- _GOAL_
Recast the data below as a numbered list with one entry per line, dropping any blank lines. Leave out the pictures.

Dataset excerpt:
──────────

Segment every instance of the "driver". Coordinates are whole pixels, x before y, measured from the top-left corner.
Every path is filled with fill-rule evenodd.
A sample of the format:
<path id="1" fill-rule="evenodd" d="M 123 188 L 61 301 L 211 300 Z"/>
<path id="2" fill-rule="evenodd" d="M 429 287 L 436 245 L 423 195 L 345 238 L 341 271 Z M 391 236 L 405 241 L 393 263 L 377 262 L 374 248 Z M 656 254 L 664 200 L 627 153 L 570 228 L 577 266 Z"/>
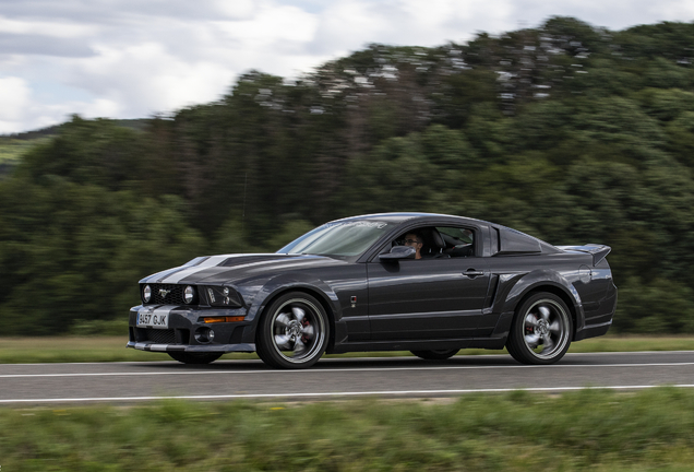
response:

──────────

- _TASK SOLUTION_
1. Segment every instance of the "driver". Coordinates are whole pixels, x before y, measured from the top-left corner.
2. Every path is filled with fill-rule evenodd.
3. A sample of the format:
4. <path id="1" fill-rule="evenodd" d="M 123 188 L 61 301 L 211 300 Z"/>
5. <path id="2" fill-rule="evenodd" d="M 429 287 L 436 245 L 423 195 L 345 238 L 341 271 Z M 391 236 L 405 241 L 393 263 L 377 262 L 374 248 Z M 656 254 L 664 200 L 627 153 L 570 228 L 577 266 Z"/>
6. response:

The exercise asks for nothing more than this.